● INSTRUCTION
Find every line in the records below that contains the string "reflection", and copy each one. Matching is case-sensitive.

● ENTRIES PROVIDED

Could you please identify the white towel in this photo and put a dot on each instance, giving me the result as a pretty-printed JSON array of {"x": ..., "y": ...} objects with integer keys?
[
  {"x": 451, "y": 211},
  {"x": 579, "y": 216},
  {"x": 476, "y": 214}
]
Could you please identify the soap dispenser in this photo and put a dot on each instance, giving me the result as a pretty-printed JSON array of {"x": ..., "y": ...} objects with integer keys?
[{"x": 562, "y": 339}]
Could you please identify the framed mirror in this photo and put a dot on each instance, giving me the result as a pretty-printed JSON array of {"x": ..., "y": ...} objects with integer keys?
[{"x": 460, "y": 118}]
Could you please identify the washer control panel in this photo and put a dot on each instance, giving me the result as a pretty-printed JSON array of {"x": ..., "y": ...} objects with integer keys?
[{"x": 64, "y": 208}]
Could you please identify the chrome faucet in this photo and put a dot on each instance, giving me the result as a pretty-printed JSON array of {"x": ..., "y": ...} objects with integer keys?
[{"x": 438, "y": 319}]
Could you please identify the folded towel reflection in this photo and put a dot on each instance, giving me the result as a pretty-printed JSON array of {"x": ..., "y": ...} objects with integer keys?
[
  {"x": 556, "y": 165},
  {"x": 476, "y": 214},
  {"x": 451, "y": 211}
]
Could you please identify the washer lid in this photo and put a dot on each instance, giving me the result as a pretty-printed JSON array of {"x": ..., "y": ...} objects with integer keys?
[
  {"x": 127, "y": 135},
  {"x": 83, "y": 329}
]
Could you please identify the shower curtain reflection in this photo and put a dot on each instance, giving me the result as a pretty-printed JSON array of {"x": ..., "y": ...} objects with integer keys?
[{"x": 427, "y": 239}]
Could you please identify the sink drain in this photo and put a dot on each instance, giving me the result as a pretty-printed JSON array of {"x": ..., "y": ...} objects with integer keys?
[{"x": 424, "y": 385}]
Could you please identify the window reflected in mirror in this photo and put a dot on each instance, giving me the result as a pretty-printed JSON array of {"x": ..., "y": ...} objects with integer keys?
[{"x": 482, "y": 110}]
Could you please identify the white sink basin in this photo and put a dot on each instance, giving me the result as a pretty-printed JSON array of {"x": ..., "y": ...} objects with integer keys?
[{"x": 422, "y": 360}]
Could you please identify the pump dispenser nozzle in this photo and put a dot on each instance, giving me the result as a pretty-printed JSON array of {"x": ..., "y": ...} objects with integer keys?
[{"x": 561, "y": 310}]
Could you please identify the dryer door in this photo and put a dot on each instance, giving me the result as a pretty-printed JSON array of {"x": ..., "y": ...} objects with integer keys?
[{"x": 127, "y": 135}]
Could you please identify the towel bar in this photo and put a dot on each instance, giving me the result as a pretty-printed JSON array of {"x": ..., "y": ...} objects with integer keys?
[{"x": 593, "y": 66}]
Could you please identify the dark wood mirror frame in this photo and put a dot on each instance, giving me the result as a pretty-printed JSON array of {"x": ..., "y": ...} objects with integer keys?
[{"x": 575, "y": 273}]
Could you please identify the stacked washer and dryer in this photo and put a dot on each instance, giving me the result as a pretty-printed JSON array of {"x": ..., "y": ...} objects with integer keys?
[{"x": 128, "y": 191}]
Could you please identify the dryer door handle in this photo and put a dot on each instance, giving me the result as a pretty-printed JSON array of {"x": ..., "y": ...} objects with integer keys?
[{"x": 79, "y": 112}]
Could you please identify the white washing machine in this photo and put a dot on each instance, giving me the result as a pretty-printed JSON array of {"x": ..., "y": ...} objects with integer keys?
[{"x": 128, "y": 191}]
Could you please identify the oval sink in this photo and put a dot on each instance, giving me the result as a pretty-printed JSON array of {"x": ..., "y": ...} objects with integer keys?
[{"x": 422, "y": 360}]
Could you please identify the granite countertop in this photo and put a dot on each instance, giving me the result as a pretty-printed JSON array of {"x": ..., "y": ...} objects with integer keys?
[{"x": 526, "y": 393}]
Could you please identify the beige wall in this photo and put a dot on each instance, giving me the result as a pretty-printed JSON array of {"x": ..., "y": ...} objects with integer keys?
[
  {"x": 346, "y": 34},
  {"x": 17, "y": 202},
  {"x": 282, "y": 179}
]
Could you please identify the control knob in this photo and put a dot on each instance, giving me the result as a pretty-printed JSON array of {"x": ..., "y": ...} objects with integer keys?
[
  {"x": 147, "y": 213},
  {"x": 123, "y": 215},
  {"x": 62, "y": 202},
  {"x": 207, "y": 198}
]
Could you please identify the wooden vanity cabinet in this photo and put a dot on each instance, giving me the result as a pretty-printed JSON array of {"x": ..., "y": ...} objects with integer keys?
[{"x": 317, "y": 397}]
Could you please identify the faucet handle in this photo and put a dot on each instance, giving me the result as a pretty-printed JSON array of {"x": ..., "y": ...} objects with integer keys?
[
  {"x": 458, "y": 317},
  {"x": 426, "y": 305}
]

--

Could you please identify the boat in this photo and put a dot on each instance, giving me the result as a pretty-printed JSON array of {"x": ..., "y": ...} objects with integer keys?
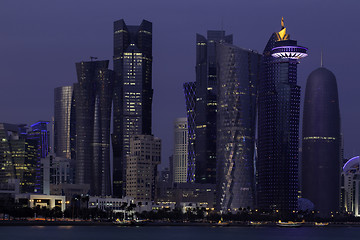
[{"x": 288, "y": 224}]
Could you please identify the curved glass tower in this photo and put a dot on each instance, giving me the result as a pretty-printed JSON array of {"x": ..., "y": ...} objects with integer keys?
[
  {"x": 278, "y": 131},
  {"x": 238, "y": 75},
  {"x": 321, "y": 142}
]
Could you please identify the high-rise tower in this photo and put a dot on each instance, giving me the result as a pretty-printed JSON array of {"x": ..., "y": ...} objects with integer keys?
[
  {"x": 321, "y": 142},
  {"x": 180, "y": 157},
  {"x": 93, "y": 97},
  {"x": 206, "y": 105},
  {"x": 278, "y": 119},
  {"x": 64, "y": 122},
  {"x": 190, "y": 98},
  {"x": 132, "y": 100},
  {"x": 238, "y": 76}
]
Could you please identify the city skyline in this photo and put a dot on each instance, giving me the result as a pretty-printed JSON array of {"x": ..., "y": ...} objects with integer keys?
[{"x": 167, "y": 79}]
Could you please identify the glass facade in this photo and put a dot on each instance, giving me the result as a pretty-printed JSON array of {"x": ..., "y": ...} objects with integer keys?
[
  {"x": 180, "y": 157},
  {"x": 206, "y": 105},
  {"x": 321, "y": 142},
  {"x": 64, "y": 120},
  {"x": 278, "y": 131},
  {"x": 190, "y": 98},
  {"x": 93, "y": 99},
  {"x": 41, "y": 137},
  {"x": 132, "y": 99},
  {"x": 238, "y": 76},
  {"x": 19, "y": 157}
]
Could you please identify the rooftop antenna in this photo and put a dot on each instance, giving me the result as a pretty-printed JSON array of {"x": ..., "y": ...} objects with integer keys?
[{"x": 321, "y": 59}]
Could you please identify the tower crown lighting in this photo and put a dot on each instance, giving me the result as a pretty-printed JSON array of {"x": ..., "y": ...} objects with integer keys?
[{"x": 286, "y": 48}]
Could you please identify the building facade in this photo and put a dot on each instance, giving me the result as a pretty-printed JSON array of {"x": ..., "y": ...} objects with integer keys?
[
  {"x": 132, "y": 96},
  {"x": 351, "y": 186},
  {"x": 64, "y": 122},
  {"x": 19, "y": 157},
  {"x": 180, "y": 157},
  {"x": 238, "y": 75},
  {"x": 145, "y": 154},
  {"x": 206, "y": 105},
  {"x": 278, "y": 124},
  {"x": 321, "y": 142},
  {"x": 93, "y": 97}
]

● REPLY TO THE EXERCISE
Could you please identify the folded towel reflection in this photo and put a dot on each instance, giving me the result as a pretty-printed JSON array of {"x": ..., "y": ...} objects with integer keys?
Could you please identify the shower curtain reflection in this photo and put a dot on each instance, giving me the result as a pretty-printed JSON array of {"x": ..., "y": ...} objects with integer keys?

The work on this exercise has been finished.